The problem: Begin at the line that contains "wall in the image above." and stop after the line that contains "368;166;382;200"; reproduce only those entries, requests included, with every bounding-box coordinate in the answers resized by a factor of 0.4 and rounded to whole numbers, halves rounding up.

Lines of data
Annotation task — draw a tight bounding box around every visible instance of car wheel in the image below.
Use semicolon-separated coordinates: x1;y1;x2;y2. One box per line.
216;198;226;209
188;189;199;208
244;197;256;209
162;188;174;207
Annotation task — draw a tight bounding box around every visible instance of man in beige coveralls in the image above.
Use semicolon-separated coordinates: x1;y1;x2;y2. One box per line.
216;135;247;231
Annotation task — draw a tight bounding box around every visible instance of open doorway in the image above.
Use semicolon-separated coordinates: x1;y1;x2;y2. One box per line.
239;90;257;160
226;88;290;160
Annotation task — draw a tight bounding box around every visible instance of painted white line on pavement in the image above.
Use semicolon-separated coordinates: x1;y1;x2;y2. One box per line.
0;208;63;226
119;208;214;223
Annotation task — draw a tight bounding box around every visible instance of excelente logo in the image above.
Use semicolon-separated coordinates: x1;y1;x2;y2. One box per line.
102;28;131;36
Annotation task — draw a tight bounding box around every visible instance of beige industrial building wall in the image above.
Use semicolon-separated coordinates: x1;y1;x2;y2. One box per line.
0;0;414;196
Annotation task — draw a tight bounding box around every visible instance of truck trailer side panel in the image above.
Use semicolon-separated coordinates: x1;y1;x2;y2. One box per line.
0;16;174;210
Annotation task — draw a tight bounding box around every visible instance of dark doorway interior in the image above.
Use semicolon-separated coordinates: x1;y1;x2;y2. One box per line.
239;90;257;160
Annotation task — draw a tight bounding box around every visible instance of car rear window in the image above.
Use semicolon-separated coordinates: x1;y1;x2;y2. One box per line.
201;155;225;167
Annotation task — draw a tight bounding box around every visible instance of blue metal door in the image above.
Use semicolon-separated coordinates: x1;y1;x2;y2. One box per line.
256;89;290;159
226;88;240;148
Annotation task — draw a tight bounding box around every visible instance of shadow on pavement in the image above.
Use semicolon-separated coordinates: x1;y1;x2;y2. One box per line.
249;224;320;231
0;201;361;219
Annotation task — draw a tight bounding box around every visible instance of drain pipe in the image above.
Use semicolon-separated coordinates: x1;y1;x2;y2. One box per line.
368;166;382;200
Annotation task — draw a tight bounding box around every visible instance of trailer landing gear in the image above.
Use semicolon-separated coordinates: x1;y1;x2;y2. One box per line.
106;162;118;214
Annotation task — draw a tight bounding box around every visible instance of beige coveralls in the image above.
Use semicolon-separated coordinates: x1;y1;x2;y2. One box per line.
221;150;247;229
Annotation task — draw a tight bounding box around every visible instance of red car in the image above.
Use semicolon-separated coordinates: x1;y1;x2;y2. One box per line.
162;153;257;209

Solution below:
Annotation task — draw a tight bounding box around every visible instance of beige industrial building wall in the image above.
Use semicolon-separated coordinates: x1;y1;x2;y2. One box per line.
0;0;166;78
Annotation task — draw a tight bounding box around every visible instance of truck trailer side panel in the image above.
Use semicolon-separated coordinates: x1;y1;x2;y2. One box per line.
0;6;70;84
Annotation task — draw a tight bounding box around every visible instance of dark doorway interior in the image above.
Use semicolon-separated coordinates: x1;y1;x2;y2. One box per line.
96;36;103;64
Annotation task — draw a tight bounding box around every visible instance of car rear window in the image above.
Use semicolon-separated coordinates: x1;y1;x2;y2. One box per line.
80;62;90;67
Annotation task — draw a tight bounding box around every visible instance of blue metal door in the image above.
Use semicolon-separated coordinates: x1;y1;x2;y2. One box per line.
102;36;116;64
90;35;96;59
Annotation task — draw a tight bounding box around every visible instance of shadow on pavement in the image above.
Use semicolon-separated coordinates: x1;y1;x2;y2. One box per line.
100;90;128;92
0;80;144;88
Annotation task — draw a tight bounding box around every visible instance of drain pipe in the image above.
Use semicolon-separated coordinates: x1;y1;x2;y2. One box per line.
147;66;153;80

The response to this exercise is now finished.